§ Problem statement: Reproduce each record below exactly as written.

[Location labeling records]
···
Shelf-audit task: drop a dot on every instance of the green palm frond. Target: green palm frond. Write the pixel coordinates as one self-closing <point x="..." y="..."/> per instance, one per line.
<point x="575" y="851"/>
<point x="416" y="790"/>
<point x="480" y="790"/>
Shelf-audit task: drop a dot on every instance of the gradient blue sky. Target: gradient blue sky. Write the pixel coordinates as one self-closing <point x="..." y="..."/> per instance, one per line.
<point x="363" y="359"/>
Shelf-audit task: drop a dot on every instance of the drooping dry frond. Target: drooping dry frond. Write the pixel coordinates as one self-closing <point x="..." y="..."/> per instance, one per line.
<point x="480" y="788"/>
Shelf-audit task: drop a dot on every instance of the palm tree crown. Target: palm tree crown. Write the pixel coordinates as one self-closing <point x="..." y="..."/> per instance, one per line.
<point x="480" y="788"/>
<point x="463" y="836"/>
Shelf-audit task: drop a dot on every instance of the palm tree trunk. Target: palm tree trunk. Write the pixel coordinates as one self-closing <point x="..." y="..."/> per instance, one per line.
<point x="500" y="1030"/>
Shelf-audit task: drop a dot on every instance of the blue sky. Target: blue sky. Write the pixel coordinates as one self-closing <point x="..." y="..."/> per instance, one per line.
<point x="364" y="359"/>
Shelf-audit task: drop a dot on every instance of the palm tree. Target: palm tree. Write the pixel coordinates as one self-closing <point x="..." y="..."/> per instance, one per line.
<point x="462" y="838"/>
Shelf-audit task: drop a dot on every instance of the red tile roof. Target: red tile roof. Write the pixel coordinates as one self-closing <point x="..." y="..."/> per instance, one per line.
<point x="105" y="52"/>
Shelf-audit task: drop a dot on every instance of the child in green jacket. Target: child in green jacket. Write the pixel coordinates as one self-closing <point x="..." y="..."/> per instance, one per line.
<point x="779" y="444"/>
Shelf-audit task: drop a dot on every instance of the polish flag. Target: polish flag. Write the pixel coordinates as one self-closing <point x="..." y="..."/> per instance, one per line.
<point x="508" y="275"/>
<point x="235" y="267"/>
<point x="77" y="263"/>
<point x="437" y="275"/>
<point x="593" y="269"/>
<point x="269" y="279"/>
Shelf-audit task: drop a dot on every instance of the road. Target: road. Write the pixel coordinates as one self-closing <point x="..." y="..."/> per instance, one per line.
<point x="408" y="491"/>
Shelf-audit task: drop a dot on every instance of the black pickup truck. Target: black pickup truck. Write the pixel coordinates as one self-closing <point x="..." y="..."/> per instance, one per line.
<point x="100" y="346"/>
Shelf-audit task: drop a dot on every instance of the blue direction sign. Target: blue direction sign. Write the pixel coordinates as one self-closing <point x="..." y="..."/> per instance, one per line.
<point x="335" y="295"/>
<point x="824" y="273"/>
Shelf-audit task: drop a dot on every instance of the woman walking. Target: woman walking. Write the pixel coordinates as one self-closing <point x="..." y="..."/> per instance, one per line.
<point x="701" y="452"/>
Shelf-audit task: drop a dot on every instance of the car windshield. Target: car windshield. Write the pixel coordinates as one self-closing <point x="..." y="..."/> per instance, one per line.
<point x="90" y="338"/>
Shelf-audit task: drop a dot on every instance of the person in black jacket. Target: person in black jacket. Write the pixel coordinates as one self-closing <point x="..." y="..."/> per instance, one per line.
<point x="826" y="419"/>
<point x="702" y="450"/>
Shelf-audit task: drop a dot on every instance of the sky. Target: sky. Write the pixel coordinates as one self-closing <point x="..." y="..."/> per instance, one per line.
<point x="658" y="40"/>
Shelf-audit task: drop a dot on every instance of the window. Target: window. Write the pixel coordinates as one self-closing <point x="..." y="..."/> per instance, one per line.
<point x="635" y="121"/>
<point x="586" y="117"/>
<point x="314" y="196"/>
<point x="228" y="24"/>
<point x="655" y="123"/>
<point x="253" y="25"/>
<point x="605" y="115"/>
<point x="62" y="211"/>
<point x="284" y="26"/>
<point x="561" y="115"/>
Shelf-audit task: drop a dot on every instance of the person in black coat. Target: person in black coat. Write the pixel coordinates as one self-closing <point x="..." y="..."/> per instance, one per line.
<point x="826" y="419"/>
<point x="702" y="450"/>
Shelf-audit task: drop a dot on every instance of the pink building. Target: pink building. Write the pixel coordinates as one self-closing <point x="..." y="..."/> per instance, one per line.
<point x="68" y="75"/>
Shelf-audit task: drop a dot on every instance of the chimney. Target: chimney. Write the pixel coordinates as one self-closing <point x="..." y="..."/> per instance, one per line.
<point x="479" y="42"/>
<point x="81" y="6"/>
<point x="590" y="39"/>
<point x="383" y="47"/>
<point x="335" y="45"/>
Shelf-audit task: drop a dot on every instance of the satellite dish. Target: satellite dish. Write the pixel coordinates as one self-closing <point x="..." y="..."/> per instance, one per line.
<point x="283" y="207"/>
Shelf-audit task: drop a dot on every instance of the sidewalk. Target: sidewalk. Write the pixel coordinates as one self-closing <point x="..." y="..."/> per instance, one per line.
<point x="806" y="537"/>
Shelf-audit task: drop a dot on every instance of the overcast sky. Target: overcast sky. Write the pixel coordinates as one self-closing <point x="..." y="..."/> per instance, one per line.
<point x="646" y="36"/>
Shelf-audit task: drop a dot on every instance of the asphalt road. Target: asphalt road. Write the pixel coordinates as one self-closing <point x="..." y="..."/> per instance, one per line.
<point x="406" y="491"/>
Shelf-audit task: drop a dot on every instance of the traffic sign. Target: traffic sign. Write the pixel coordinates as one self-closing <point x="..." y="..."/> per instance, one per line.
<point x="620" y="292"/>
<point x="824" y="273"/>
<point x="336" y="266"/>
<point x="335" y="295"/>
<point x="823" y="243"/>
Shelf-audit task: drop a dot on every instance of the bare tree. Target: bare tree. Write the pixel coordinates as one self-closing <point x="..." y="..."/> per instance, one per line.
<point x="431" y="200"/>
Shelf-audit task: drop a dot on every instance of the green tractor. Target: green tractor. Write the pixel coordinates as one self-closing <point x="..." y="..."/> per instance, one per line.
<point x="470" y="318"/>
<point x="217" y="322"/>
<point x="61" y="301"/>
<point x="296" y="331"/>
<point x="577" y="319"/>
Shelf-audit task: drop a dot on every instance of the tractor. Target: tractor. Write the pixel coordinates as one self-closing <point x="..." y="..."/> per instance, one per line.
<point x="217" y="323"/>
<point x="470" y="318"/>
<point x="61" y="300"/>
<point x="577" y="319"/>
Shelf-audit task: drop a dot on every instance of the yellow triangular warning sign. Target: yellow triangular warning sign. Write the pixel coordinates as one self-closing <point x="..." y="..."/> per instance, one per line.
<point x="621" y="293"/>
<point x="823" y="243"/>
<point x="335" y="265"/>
···
§ Correct answer:
Shelf-audit task: drop a dot on every instance of the green palm frond. Target: green palm frond. Write the pixel coordinates as one self-closing <point x="..." y="..."/> per instance, one per line.
<point x="575" y="851"/>
<point x="416" y="790"/>
<point x="480" y="790"/>
Shelf-audit task: drop a dot on every instance of the gradient blue sky. Target: gradient blue sky. Write the pixel coordinates as one self-closing <point x="..." y="..."/> per instance, one per line.
<point x="363" y="359"/>
Shelf-audit task: drop a dot on every instance of the drooping dry frond. Target: drooping dry frond. Write the pixel coordinates as one self-closing <point x="..." y="..."/> per instance, one per line.
<point x="480" y="788"/>
Shelf-audit task: drop a dot on every instance of the palm tree crown. Target: palm tree crown. Write the pixel coordinates as one self-closing <point x="..." y="..."/> per instance, one per line.
<point x="480" y="788"/>
<point x="463" y="836"/>
Shelf-audit task: drop a dot on every instance of the palm tree trunk. Target: palm tree trunk. Write the pixel coordinates as one self-closing <point x="..." y="..."/> per instance, one per line.
<point x="500" y="1030"/>
Shelf-audit task: drop a dot on every instance of the blue sky. Target: blue sky. Write the pixel coordinates as one self-closing <point x="..." y="..."/> per instance, one per line.
<point x="364" y="359"/>
Shelf-audit task: drop a dot on every instance of the palm tree. Target: palm tree. Write the pixel coordinates as one self-closing <point x="..." y="..."/> per instance, one per line.
<point x="462" y="838"/>
Shelf-audit task: drop a dot on every instance of the red tile roof. Target: red tile roof. Write the pixel coordinates as one self-closing <point x="..." y="..."/> per instance, one per line.
<point x="105" y="52"/>
Shelf-audit task: drop a dot on every instance of the child in green jacket. Target: child in green jacket. Write the pixel coordinates as one self-closing <point x="..." y="..."/> per instance, one per line.
<point x="779" y="444"/>
Shelf-audit task: drop a dot on every instance of the polish flag. Target: polish flag. Write the pixel coordinates as one self-closing <point x="..." y="..."/> per instance, one per line.
<point x="508" y="275"/>
<point x="235" y="267"/>
<point x="77" y="263"/>
<point x="437" y="275"/>
<point x="593" y="269"/>
<point x="269" y="279"/>
Shelf-audit task: drop a dot on every instance of the road. Target: road. Write the pixel coordinates as one self-closing <point x="..." y="..."/> per instance, one per line.
<point x="408" y="491"/>
Shelf-audit task: drop a dot on every instance of the black pickup truck. Target: black pickup truck. Write the pixel coordinates as one self-closing <point x="..." y="..."/> per instance, one per line.
<point x="100" y="346"/>
Shelf-audit task: drop a dot on every instance of the blue direction sign. Target: blue direction sign. Write the pixel coordinates as one self-closing <point x="..." y="..."/> per instance, one per line.
<point x="335" y="295"/>
<point x="824" y="273"/>
Shelf-audit task: drop a dot on every instance of the woman walking. Target: woman walking. Write the pixel coordinates as one self-closing <point x="..." y="..."/> per instance, one per line.
<point x="701" y="452"/>
Shelf-audit task: drop a dot on every instance of the car windshield. Target: car windshield. Write the pixel coordinates as one self-closing <point x="..." y="..."/> per instance, one per line.
<point x="90" y="338"/>
Shelf-audit task: drop a dot on every instance of the person in black jacket. Target: person in black jacket. Write the pixel coordinates as one self-closing <point x="..." y="..."/> per instance, one per line.
<point x="826" y="419"/>
<point x="702" y="450"/>
Shelf-audit task: drop a dot on every instance of the sky. Target: sky. Write the pixel coordinates as one self-closing <point x="..." y="..."/> per instance, one per line.
<point x="658" y="40"/>
Shelf-audit task: drop a dot on every instance of the window. Target: window. Write the pixel coordinates as one self-closing <point x="..." y="..."/> per instance, one per line.
<point x="635" y="121"/>
<point x="586" y="117"/>
<point x="314" y="196"/>
<point x="228" y="24"/>
<point x="655" y="123"/>
<point x="253" y="25"/>
<point x="605" y="115"/>
<point x="62" y="211"/>
<point x="284" y="26"/>
<point x="561" y="115"/>
Shelf-audit task: drop a dot on every instance of the person in black coat. Target: person in black coat. Write the pixel coordinates as one self-closing <point x="..." y="..."/> per instance, one per line.
<point x="826" y="419"/>
<point x="702" y="450"/>
Shelf-audit task: drop a dot on every instance of the pink building. Target: pink building. Write the pixel coordinates as one self-closing <point x="..." y="..."/> per instance, one per line.
<point x="68" y="75"/>
Shelf-audit task: drop a dot on every instance of the chimney. Target: chimney. Write the pixel coordinates as one self-closing <point x="..." y="..."/> per instance, one per line.
<point x="479" y="42"/>
<point x="81" y="6"/>
<point x="590" y="39"/>
<point x="383" y="47"/>
<point x="335" y="45"/>
Shelf-audit task: drop a dot on every instance of the satellite dish. Target: satellite dish. Write the pixel coordinates as one self-closing <point x="..." y="..."/> per instance, one per line.
<point x="283" y="207"/>
Shelf-audit task: drop a dot on every instance of the sidewalk. Target: sidewalk. Write the pixel coordinates as one self-closing <point x="..." y="..."/> per instance, one per line.
<point x="806" y="537"/>
Shelf-audit task: drop a dot on every instance of the overcast sky. Target: overcast sky. Write the pixel coordinates as one self-closing <point x="..." y="..."/> per instance, one per line.
<point x="646" y="36"/>
Shelf-audit task: drop a dot on every instance of the asphalt road. Target: asphalt road. Write the pixel coordinates as one self-closing <point x="..." y="..."/> per instance, one per line.
<point x="406" y="491"/>
Shelf-audit task: drop a dot on every instance of the traffic sign. Target: traffic sign. Write the pixel coordinates as one self-closing <point x="..." y="..."/> per instance, one per line.
<point x="620" y="292"/>
<point x="824" y="273"/>
<point x="336" y="266"/>
<point x="335" y="295"/>
<point x="823" y="243"/>
Shelf-audit task: drop a dot on every instance of the bare tree. Target: bare tree. Write the pixel coordinates as one self-closing <point x="..." y="..."/> per instance, one per line.
<point x="431" y="200"/>
Shelf-audit task: drop a dot on every instance of the green tractor. Target: green tractor. Write the pixel coordinates as one self-closing <point x="..." y="..."/> per instance, one per line.
<point x="470" y="318"/>
<point x="217" y="322"/>
<point x="61" y="301"/>
<point x="296" y="331"/>
<point x="577" y="319"/>
Shelf-audit task: drop a dot on every instance of the tractor. Target: tractor. Write the pixel coordinates as one self-closing <point x="..." y="..."/> per instance, one per line.
<point x="217" y="323"/>
<point x="470" y="318"/>
<point x="61" y="300"/>
<point x="577" y="319"/>
Shelf-audit task: drop a dot on every instance of the yellow triangular warning sign. Target: yellow triangular warning sign. Write the pixel coordinates as one self-closing <point x="..." y="..."/> per instance, one per line.
<point x="621" y="293"/>
<point x="823" y="243"/>
<point x="335" y="265"/>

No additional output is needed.